▶ Task prompt
Which lines in the listing below contain the string "surface"? Pick out each one and copy it, matching case exactly.

▶ Dataset records
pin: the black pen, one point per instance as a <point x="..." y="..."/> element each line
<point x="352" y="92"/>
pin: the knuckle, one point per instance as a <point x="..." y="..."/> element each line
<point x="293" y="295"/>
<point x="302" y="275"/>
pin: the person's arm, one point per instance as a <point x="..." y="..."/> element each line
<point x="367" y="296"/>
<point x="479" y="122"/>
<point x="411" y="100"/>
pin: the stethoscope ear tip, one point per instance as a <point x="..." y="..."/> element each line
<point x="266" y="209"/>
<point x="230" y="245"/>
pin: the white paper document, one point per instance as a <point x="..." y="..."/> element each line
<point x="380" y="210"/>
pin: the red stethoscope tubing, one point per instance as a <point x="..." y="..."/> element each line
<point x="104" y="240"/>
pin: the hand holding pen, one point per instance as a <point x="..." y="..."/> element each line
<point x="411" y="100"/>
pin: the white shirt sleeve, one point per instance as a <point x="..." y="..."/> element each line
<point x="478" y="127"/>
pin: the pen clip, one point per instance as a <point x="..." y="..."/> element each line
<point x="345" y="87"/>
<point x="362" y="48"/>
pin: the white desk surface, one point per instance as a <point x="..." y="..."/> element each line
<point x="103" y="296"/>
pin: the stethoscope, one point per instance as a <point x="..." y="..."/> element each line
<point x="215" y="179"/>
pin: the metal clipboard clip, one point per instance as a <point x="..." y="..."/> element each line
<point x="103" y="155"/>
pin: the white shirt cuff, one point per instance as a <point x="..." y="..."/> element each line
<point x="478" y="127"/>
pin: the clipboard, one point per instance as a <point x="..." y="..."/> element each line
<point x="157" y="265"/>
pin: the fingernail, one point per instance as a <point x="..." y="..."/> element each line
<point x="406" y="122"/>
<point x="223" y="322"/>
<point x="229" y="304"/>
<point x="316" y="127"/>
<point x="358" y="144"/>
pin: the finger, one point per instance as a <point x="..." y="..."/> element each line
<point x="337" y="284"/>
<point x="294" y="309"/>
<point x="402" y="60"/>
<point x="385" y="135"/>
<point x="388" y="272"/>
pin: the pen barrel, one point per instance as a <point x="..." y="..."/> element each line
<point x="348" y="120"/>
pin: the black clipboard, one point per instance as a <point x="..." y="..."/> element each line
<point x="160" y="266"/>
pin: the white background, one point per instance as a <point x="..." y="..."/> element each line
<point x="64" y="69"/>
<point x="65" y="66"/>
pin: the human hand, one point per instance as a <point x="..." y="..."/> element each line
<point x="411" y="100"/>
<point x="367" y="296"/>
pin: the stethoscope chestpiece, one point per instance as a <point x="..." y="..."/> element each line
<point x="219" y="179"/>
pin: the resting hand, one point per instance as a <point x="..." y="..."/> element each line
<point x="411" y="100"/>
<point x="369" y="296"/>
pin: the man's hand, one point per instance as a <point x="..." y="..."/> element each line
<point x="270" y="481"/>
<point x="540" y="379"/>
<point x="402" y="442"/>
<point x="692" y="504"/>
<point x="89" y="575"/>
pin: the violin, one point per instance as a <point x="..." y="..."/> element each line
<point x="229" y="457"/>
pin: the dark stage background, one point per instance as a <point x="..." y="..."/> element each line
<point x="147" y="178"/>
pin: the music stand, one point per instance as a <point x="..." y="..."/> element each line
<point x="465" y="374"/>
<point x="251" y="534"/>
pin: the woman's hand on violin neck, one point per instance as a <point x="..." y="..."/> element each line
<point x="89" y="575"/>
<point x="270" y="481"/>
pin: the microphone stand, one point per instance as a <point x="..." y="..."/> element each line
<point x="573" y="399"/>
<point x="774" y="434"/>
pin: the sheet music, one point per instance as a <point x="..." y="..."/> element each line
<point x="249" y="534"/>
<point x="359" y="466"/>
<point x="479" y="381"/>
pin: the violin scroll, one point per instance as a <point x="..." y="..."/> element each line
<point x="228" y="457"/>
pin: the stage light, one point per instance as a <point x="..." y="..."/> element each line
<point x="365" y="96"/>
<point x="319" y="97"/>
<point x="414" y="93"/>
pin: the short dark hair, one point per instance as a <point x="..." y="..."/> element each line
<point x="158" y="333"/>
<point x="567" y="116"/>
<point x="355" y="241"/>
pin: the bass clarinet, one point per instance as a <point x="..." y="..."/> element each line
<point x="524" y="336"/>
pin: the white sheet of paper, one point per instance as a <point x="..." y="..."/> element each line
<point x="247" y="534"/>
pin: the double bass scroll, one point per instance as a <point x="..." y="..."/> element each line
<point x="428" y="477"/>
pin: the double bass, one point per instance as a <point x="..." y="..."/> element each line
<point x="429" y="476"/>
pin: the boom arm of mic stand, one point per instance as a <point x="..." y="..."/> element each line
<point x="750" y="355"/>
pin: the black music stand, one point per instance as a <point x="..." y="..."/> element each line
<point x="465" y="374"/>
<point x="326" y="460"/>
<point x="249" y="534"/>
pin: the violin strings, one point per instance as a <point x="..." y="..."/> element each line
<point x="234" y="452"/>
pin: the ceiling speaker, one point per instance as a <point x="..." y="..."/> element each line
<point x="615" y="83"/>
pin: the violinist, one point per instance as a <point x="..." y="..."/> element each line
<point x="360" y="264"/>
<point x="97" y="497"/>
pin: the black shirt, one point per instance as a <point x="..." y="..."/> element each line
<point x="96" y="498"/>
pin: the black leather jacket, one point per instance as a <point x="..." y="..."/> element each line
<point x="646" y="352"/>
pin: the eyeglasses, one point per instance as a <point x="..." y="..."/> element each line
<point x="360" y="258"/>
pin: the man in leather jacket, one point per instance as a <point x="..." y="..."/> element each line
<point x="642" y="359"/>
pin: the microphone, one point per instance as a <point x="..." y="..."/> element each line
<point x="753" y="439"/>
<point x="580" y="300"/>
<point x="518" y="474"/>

==

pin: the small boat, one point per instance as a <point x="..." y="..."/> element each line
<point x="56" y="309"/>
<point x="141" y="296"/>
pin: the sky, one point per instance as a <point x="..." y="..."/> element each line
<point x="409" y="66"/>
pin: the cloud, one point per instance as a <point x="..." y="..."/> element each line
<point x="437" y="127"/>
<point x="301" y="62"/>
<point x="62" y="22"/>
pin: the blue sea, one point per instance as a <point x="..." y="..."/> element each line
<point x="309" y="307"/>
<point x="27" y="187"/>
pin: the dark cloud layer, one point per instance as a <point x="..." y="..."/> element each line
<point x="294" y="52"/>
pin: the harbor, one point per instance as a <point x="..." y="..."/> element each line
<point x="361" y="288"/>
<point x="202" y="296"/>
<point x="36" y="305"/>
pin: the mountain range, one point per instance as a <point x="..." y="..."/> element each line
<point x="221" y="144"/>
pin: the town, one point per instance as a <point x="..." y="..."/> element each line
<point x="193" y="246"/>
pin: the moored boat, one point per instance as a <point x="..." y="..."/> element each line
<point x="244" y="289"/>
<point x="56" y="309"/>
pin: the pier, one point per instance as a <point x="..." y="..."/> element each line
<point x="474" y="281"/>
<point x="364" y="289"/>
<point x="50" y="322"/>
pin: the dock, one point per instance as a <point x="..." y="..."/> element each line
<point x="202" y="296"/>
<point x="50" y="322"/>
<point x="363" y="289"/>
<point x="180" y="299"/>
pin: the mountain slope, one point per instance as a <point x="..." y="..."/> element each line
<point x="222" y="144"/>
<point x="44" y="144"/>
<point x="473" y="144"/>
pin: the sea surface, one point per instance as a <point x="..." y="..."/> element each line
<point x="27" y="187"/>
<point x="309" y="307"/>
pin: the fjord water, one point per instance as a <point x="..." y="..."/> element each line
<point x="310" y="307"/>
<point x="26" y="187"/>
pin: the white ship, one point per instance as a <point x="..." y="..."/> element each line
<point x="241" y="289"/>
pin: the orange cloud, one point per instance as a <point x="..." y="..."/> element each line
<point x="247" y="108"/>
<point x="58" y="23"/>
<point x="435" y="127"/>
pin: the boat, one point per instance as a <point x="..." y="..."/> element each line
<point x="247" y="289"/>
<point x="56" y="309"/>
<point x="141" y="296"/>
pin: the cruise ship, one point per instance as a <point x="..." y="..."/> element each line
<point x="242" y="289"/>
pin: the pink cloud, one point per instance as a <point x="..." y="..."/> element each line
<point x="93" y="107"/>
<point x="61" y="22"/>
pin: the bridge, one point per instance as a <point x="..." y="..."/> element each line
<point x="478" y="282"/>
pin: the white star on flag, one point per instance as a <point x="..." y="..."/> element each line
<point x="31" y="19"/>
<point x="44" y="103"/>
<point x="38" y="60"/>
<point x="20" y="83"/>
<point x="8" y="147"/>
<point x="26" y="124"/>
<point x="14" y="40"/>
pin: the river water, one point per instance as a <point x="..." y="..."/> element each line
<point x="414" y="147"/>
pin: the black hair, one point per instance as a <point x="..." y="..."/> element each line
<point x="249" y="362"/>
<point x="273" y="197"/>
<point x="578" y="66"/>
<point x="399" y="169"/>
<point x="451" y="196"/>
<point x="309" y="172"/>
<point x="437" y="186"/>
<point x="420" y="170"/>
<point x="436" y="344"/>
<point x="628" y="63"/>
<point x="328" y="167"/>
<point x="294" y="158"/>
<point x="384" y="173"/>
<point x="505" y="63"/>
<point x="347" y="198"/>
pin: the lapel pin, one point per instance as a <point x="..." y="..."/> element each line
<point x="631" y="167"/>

* * *

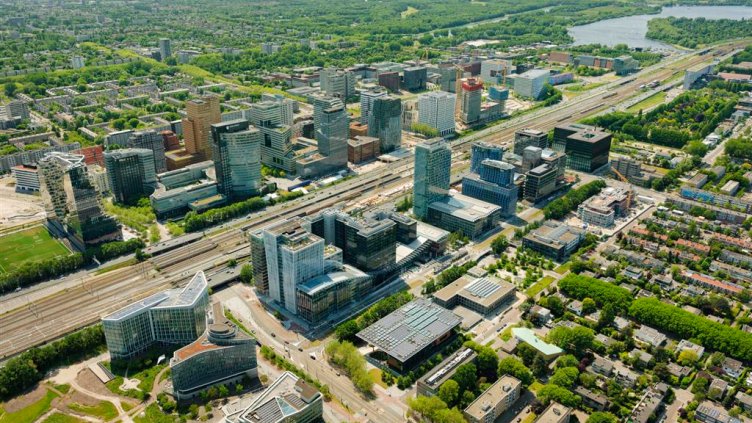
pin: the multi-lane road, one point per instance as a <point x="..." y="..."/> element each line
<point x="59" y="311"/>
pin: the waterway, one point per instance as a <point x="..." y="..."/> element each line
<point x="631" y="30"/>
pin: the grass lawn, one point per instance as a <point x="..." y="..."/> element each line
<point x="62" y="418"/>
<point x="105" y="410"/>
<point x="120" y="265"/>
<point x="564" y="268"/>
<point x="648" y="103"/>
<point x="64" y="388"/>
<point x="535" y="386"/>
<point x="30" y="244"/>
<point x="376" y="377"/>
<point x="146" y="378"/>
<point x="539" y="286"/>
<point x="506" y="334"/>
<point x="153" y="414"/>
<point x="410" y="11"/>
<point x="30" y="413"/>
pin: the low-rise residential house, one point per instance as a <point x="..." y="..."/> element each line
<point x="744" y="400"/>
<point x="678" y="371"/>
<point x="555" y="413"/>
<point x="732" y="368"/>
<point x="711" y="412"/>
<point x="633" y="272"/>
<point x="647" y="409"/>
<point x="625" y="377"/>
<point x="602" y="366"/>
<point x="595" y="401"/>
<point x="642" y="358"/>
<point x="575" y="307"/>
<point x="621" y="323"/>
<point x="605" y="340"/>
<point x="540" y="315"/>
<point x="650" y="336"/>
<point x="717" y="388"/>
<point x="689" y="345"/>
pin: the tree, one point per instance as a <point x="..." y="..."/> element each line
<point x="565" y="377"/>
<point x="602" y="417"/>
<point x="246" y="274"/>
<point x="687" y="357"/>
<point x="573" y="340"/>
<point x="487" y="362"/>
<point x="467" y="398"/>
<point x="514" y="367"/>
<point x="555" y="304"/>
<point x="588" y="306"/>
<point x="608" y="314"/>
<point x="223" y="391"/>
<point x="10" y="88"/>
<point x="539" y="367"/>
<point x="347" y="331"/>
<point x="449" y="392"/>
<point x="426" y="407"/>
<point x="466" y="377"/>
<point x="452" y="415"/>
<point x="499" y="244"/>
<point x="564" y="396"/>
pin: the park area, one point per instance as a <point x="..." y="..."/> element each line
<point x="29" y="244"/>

▶ Written answer
pin: the white desk surface, one point per instance as a <point x="..." y="..."/> element each line
pin: the sea surface, one point per instance as a <point x="..." y="..."/> element each line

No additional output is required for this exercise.